- _What needs to be done_
Copy the items from the line containing "You are given a photograph. For the green" through the end of the items, swapping "man's head" for "man's face" and leaving everything else unchanged.

- _Raw data_
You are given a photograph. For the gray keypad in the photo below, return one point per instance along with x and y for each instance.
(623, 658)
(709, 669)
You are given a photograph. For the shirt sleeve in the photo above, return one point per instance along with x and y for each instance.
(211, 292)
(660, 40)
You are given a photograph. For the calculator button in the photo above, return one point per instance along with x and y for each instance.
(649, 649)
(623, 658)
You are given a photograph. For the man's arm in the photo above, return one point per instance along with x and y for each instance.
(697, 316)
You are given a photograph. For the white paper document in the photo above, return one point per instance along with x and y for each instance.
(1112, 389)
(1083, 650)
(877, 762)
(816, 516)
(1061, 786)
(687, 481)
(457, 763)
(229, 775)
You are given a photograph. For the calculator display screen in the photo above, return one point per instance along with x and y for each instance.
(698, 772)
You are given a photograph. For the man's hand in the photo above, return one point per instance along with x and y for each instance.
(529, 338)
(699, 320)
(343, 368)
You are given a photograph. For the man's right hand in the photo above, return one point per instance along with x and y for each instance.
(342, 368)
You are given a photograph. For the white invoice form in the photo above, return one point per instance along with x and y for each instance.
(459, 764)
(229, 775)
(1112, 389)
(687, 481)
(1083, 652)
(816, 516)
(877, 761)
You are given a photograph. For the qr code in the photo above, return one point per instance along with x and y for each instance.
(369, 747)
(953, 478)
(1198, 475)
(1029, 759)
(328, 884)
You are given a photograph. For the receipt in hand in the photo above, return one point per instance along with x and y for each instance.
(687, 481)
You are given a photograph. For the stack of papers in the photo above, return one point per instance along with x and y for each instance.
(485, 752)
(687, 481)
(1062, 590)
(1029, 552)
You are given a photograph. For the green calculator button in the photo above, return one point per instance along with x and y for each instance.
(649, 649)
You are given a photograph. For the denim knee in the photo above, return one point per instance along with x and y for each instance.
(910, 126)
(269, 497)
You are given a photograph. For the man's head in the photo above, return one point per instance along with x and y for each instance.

- _Task result_
You are given a photograph. For the green calculator button in the photo above, return one point per instance along with x and y for each instance.
(649, 649)
You are given a photograph. For the denim knee in the photo above, return one point per instance along with x and y for each instance.
(910, 126)
(269, 497)
You are given a photograph. For the man's face in the photo above, return one point per instance along with x and y for each instance.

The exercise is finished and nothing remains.